» Fragmento seleccionado

··········

# Acetona pura o quitaesmalte?



## Zelene (Nov 19, 2007)

Una consultita, para limpiar la plaqueta tengo que usar si o si acetona pura o puedo usar un quitaesmalete comun. O en su defecto alguna idea de como limpiar las plaquetas antes de soldarlas y despues?
Gracias!


----------



## Dano (Nov 19, 2007)

Yo para limpiar placas he probado de todo, pero lo que mejor resultado me dio es acetona, lo puedes conseguir de los quitaesmaltes, solo buscá el que tenga más cantidad de acetona.

Saludos


----------



## Fogonazo (Nov 19, 2007)

En lugar de acetona puedes husar alcohol isopropilico. Ademas te sirve para limpiar componentes electronicos sin perjuicio de los plasticos.

Si te refieres a limpiarlas luegos de haberlas fabricado, lo ideal (A mi gusto) 
Primero labado intensivo con agua.
Segundo pulir la placa con "Virulana" de la fina con polvo limpiador de cocina, en su defecto CIF cremoso, luego y lo mas rapido posible una capa de flux soldante (Para proteger) y ayudar a futuras soldaduras.

Diccionario:
Virulana = viruta de acero
CIF Cremoso = liquido pastoso limpiador ligeramente abrasivo.


----------



## mabauti (Nov 19, 2007)

yo utilizo acetona, por el momento me ha dado mejores resultados que el alcohol.


----------



## Luis Eduardo Sánchez (Nov 19, 2007)

Amigos para las PCB el mejor es el alcohol isopropilico!

No es abrasivo ni corrosivo!

Saludos


----------



## tiopepe123 (Nov 19, 2007)

Antes de hacer nada virulana que la compro en tiendas de fontaneria, barata y mmmmuy fina.
Cuando tengo un acabado espejo con kabon de la cocina termino de limpiarlo para no dejar grasa y lo seco con papel de cocina.

Para quitar los residuos de la capa fotosensible con alcohol de quemas se va en un plis plas.

Para quitar resuladores antes utilizava un tricloro... pero yan o lo venden, lo limpiaba todo pero por lo que se ve es cancerigeno, pero hiba de coña.


Ahora estoy probando el isopropilico.


Siempre despues de todo el proceso de atacado lo vuelvo a limpiar con limpiabajillas.


----------



## electroaficionado (Nov 19, 2007)

Yo para remover el tonner uso quitaesmaltes, pero como ahora vienen con porquerias como aromas y cosas asi le paso isopropilico o en su defecto etilico asi queda bien desengrasado y limpio.
El tricloroetileno esta prohibido por cancerigeno y por precursor de drogas, pero si que limpia lindo. . .
Por supuesto todo con virulana (esponja de acero, en algunos lugares le dicen viruta a la mas gruesa) de por medio.
Saludos


----------



## gabrielg (Nov 20, 2007)

Los amigos de Argentina se olvidaron del puloil (creo que así era). 

Para los impresos utilizo:

1) percloruro férrico (se vende en las casas de electrónica), si bien es corrosivo no es tan dañino ni peligroso como el ácido.
2) despues de realizada la placa (metodo fotocopia o laser), la limpio con agua y .... mas agua y virulana.
3) Un poco de resina (a veces) y chau.

Claro que a lo mejor no queden tan profesionales como los de ustedes.... 

Saludos


----------

··········

(Datos de señalamiento de regiones)
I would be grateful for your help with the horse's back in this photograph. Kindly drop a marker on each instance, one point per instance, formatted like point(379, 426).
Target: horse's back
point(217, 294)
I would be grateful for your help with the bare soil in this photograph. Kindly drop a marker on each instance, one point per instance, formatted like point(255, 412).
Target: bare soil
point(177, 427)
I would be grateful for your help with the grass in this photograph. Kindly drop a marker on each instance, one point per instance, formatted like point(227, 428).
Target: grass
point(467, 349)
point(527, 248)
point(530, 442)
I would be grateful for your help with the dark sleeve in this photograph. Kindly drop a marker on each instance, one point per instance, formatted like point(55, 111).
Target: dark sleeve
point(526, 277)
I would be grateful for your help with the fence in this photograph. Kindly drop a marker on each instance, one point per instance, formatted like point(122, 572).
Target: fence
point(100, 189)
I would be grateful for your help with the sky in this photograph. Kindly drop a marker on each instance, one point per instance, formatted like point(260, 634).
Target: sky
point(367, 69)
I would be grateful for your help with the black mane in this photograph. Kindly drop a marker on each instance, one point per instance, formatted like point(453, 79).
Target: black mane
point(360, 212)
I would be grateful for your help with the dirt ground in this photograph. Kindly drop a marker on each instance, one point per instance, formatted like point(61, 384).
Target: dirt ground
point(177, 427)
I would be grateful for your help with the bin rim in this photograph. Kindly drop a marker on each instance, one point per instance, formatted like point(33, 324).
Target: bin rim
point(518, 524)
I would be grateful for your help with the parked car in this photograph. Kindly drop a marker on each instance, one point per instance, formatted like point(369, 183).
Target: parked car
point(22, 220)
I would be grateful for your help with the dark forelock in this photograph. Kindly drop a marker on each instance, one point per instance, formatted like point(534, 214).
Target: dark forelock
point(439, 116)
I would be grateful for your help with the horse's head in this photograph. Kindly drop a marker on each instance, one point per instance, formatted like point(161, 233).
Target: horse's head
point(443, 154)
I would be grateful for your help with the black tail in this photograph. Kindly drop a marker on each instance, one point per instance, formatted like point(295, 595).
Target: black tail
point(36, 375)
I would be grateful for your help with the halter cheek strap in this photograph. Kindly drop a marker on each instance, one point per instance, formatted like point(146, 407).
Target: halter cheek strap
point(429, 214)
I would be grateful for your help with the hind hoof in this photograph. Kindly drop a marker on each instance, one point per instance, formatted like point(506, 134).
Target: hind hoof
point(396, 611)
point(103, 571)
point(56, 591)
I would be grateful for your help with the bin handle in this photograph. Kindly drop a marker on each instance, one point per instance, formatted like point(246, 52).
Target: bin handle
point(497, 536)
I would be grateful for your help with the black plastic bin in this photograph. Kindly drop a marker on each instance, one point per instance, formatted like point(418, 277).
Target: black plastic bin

··········

» En qué consiste
Según el hilo sobre la limpieza de placas, ¿dónde compra tiopepe123 la virulana? Para responder, utilice únicamente el hilo sobre la limpieza de placas.

» Resultado obtenido
En tiendas de fontanería.